# TEXT FOR ANALYSIS
There is no single solution that can catch students up from so much time spent outside the classroom. Overcoming the obstacles presented by learning lag caused by the pandemic will be as unprecedented as the pandemic itself. It will take a lot of effort on everyone’s part, from teachers and administrators to parents and students. It is only an insurmountable problem if it is not adequately addressed.
Adjust Expectations
Since there is such disparity among students based on individual needs, it will be important to assess each student’s literacy as well as that of entire classrooms. Although typically we refer to reading level by grade, it may be useful to drop those expectations as we recover from the pandemic, and work more at the level students are now rather than trying to catch them up to cookie-cutter benchmarks. After the trauma of the 2020 and 2021 school years, it is reasonable to expect that students will be behind in a lot of subjects.
Use the Summer
It may not be the most popular of options, but at this time, avoiding summer school is an expectation that we need to drop for the sake of our children. Summer school has a lot of stigma attached to it, because in popular perception summer school is for discipline cases, lazy students, and students who are just “dumb.” The reality is that summer school is more like free tutoring for students who are struggling. A lot of localized funding is going to summer school programs, and it’s a good idea for students to use them while parents and schools seek better solutions.
Remote Classrooms
Among the proposals to alleviate pandemic-induced learning lag is the extension of online learning to a more permanent format. One of the issues the pandemic has caused is a higher rate of absenteeism, with a larger percentage of students considered chronically absent from school. As new waves of Covid continue to strike, also keeping immunocompromised kids from going out, it is not unexpected that these rates would go up, but they need to be compensated for.

# WORK INSTRUCTIONS
Go on with the text on pandemic learning lag, picking up right after its final sentence. The entries that come after this text have nothing to do with it.

# DATA PROVIDED
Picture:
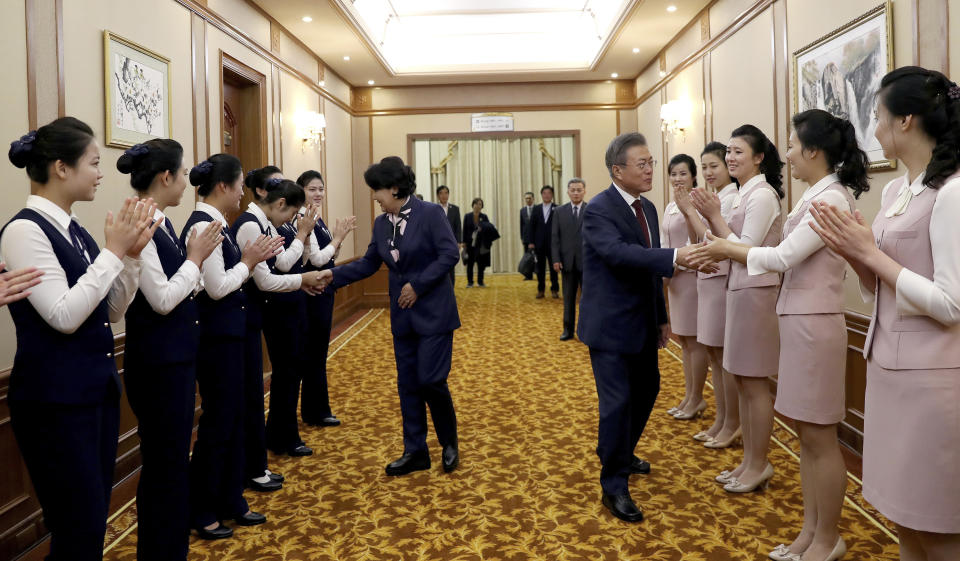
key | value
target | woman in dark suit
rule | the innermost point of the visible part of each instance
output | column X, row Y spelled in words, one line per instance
column 413, row 238
column 477, row 238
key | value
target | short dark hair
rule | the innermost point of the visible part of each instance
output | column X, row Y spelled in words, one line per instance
column 617, row 149
column 391, row 172
column 65, row 139
column 145, row 161
column 308, row 176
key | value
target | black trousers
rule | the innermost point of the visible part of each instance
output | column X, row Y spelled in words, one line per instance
column 423, row 364
column 163, row 397
column 314, row 393
column 254, row 435
column 572, row 281
column 627, row 387
column 545, row 261
column 284, row 326
column 217, row 466
column 70, row 452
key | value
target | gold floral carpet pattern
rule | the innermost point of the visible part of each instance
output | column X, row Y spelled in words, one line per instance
column 527, row 486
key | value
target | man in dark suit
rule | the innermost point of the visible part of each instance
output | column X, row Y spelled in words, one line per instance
column 623, row 318
column 539, row 234
column 567, row 255
column 453, row 215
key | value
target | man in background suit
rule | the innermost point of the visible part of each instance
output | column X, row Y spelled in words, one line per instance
column 567, row 255
column 453, row 215
column 525, row 213
column 539, row 235
column 623, row 318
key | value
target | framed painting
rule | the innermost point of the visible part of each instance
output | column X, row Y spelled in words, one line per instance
column 137, row 88
column 841, row 72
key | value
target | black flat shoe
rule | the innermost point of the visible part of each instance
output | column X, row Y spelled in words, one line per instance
column 250, row 519
column 272, row 485
column 217, row 533
column 623, row 507
column 639, row 466
column 408, row 463
column 451, row 458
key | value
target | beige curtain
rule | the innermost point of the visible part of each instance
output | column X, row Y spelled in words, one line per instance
column 500, row 171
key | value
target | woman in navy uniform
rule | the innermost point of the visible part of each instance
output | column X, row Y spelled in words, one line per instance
column 322, row 248
column 216, row 468
column 413, row 238
column 163, row 330
column 64, row 388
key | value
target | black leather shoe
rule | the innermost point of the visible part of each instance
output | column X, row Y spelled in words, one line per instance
column 451, row 458
column 639, row 466
column 272, row 485
column 623, row 507
column 250, row 519
column 217, row 533
column 408, row 463
column 301, row 450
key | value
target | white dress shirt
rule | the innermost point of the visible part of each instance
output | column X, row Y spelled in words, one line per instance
column 63, row 307
column 319, row 257
column 938, row 298
column 802, row 242
column 267, row 281
column 217, row 281
column 162, row 294
column 762, row 210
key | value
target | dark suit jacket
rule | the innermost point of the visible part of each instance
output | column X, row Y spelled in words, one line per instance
column 621, row 306
column 539, row 232
column 453, row 215
column 427, row 253
column 566, row 241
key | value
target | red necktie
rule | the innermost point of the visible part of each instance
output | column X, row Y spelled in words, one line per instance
column 638, row 208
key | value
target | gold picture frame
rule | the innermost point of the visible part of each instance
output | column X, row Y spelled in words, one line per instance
column 137, row 88
column 841, row 71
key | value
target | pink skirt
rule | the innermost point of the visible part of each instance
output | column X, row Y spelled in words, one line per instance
column 911, row 447
column 682, row 292
column 751, row 337
column 813, row 360
column 711, row 310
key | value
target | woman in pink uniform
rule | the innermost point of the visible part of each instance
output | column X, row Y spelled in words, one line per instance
column 751, row 338
column 910, row 267
column 823, row 153
column 682, row 291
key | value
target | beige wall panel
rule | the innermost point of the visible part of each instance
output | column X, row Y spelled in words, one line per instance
column 339, row 172
column 648, row 124
column 492, row 94
column 724, row 12
column 244, row 18
column 297, row 57
column 14, row 124
column 687, row 85
column 167, row 32
column 597, row 129
column 743, row 79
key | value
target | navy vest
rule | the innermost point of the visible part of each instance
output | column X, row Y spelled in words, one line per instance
column 55, row 367
column 224, row 317
column 164, row 338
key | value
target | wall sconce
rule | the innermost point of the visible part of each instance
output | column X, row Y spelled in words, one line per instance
column 310, row 125
column 675, row 117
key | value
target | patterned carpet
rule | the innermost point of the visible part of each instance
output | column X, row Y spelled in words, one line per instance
column 527, row 486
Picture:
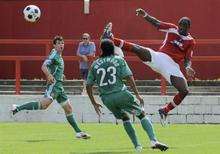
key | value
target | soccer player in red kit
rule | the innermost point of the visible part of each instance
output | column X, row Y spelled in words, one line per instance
column 177, row 46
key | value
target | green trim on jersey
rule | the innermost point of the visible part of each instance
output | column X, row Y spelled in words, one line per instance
column 57, row 65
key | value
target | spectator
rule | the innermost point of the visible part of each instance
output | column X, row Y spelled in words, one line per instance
column 86, row 49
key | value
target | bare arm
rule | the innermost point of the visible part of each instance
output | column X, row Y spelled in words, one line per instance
column 131, row 82
column 92, row 99
column 141, row 12
column 47, row 73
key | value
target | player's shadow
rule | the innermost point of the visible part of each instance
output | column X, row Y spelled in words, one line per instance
column 36, row 141
column 103, row 152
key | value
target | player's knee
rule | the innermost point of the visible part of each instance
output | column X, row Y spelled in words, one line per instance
column 125, row 118
column 44, row 105
column 184, row 92
column 68, row 108
column 142, row 115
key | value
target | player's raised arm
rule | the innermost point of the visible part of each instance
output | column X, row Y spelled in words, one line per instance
column 49, row 76
column 142, row 13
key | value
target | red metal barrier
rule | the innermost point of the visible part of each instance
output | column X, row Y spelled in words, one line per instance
column 47, row 43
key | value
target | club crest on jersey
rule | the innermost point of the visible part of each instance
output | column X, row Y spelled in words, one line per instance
column 178, row 44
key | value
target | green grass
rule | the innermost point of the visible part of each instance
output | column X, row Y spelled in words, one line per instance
column 55, row 138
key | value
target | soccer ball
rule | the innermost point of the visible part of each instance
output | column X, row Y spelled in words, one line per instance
column 31, row 13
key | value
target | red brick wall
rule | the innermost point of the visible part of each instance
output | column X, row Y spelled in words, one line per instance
column 65, row 17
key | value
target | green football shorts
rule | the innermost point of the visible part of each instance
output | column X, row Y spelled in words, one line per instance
column 56, row 91
column 121, row 103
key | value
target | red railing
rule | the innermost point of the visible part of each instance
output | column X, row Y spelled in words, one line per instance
column 47, row 44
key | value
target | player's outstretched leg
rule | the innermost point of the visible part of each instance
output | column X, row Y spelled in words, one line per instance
column 142, row 52
column 131, row 133
column 148, row 127
column 34, row 105
column 69, row 116
column 181, row 85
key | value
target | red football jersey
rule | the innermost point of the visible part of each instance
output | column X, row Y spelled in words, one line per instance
column 175, row 45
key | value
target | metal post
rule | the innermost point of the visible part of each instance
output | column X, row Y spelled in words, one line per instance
column 17, row 77
column 163, row 89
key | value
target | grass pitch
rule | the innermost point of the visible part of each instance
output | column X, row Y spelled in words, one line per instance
column 56, row 138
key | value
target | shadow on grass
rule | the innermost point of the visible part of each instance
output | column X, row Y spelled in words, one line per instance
column 36, row 141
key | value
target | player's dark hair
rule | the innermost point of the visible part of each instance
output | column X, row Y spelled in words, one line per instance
column 57, row 38
column 107, row 47
column 186, row 19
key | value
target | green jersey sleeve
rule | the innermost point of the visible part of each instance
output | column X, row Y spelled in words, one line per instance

# RESPONSE TO THIS TASK
Permanent home schooling is one solution that has been explored, allowing students to engage in distance learning with their local school district without setting foot in the classroom. This can be accomplished through both modules and conference calls. Hybrid learning allows students to divide their time between home and school, only showing up for class at scheduled times and managing the rest of their schoolwork on their own time. In both scenarios, students would be held to deadlines and due dates, but in a format that can accommodate their absences and help them keep up without putting them at risk.
Tailor Programs to Regional and Local Needs
Not every program can be implemented the same way. For example, rural areas have different needs from urban areas, in that residents are spread over a larger area and may not have the same internet access as their urban peers. Urban residents live closer to their peers and have more resources nearby, even within walking distance. As a result, investing heavily in online learning in a rural area may not be as effective as doing so in an urban area.
Further, students in locales that don’t have a lot of resources need funding directed to improve these conditions. While this was important before the pandemic, the inequality between high-income and low-income students has widened since Covid-19.
Mental and Social Health
The pandemic was hard on adults, but kids are in formative years of socialization and self-exploration that was hindered by lockdowns and social distancing practices. This has taken as much of a toll on students as it has on the adults in the world around them. The pandemic caused a lot of disruption to their lives, and long breaks from school also contribute to learning lag. Students need support to help cope with both the process of catching up and returning to a normal school schedule after such a long break.
Get Parents Involved
The most important support students can get when it comes to learning to read is at home. With adequate support from parents and caregivers, kids benefit while learning to read up until the eighth grade. Providing an environment where students can practice their reading is as important for them as reading to them yourself. Overcoming the pandemic learning gap will require support from everyone in a student’s life, especially at home.